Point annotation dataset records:
_ _ _ _ _ _ _
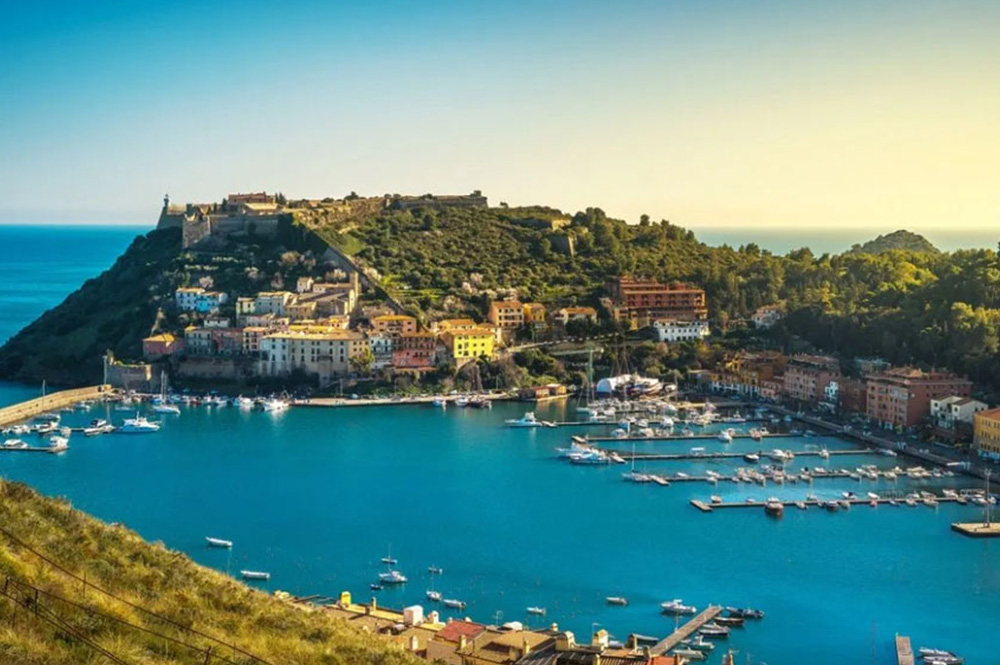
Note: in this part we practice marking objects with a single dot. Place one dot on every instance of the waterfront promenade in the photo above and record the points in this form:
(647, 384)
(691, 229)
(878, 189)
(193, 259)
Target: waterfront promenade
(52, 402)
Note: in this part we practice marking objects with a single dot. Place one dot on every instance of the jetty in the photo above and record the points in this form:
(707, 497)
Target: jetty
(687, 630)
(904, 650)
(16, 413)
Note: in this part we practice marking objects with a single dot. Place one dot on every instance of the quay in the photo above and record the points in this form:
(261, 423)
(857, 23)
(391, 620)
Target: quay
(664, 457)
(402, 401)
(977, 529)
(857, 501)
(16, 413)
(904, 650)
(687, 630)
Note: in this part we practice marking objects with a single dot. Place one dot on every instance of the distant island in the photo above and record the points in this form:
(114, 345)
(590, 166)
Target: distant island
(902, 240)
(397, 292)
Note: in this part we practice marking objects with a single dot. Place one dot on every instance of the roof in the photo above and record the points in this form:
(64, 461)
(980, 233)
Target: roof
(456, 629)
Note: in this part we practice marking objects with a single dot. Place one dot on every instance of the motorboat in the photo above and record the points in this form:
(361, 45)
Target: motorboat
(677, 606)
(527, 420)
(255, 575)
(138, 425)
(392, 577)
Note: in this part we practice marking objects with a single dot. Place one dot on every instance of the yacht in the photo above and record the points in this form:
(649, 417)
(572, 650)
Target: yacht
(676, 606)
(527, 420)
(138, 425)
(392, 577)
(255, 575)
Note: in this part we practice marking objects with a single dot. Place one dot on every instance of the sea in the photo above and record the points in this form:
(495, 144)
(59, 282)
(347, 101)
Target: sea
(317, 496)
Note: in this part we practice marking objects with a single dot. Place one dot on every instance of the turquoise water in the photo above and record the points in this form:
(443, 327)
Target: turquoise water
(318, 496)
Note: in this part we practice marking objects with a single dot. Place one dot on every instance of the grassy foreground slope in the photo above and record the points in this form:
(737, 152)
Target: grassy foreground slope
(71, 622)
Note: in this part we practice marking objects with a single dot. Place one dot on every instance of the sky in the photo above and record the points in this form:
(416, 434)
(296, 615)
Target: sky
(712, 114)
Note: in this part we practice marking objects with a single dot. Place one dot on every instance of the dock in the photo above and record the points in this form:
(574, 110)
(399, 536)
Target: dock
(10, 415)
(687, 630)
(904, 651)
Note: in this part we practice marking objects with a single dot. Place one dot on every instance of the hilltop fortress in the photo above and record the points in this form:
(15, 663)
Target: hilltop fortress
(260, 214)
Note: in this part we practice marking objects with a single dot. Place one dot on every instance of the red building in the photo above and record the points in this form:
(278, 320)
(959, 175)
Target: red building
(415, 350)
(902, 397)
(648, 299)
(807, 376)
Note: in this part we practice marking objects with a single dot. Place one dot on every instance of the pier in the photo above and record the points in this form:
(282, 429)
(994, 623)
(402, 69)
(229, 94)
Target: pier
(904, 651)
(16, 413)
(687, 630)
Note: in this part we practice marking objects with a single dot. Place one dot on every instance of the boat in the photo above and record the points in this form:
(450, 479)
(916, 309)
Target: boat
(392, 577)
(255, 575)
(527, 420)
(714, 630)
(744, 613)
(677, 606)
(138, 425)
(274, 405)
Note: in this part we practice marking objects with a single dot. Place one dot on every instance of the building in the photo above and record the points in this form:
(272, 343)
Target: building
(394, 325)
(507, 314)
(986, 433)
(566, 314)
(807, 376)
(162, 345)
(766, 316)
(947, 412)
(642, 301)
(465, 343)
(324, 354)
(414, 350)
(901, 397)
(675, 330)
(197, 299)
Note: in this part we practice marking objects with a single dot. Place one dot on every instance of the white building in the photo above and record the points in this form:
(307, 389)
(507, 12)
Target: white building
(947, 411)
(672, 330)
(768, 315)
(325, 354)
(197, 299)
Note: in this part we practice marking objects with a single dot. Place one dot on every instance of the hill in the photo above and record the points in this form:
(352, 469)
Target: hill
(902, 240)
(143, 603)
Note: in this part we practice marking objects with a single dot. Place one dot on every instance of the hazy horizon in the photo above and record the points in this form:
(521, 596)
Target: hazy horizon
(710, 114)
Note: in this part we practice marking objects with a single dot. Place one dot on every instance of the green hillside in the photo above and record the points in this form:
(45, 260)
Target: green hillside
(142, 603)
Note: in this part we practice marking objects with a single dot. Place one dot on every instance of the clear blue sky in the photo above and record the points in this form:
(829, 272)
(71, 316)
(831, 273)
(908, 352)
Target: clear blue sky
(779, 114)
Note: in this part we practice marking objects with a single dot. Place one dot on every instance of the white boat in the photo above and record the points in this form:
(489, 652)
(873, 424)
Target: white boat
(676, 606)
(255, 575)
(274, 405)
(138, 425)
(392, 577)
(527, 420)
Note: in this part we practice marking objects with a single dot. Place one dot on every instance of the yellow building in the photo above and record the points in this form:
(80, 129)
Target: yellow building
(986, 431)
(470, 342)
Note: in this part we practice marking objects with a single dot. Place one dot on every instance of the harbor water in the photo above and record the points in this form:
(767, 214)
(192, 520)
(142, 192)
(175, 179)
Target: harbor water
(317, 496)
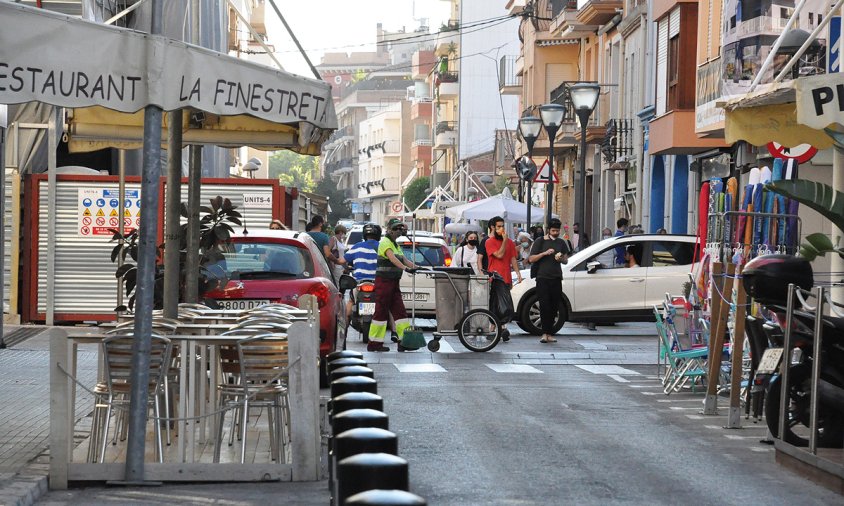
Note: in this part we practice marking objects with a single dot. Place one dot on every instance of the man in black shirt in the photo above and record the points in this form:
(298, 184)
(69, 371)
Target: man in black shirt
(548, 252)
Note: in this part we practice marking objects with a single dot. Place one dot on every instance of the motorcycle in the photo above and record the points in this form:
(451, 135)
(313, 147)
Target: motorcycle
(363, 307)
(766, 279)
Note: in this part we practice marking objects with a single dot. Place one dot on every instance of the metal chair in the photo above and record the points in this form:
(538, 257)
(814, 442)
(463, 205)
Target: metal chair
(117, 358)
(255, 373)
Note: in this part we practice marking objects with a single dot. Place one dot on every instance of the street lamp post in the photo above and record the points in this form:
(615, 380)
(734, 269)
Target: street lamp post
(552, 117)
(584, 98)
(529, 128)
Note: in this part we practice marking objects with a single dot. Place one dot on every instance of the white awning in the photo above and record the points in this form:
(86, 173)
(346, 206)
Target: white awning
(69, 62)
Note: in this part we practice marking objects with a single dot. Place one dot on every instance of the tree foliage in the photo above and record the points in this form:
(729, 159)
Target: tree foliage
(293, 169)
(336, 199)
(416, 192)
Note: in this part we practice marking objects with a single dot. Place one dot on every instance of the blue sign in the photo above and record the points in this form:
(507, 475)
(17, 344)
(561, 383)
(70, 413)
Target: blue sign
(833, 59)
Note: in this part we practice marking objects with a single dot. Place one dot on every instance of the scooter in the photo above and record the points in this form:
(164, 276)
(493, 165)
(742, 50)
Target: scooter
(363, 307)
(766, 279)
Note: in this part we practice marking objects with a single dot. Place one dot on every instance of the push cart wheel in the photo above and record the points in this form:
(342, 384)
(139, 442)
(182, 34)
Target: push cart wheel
_ _ _ _ _ _ _
Written instruction:
Emit verbatim the lines running from the one with "of the scooter" through the last line of the data, both endpoints inclusive.

Answer to this exercise:
Note: in this part we practice marking objects with a single dot. Place one dot on every instance of the scooter in the photo above and record the points in this form:
(164, 276)
(493, 165)
(742, 50)
Target: scooter
(363, 307)
(766, 279)
Note: in this part we practice marking objects with a single dot. Place one dot on every instance of the push cart wheel in the photo above and record the points in this form:
(342, 384)
(139, 442)
(182, 34)
Target: push cart wheel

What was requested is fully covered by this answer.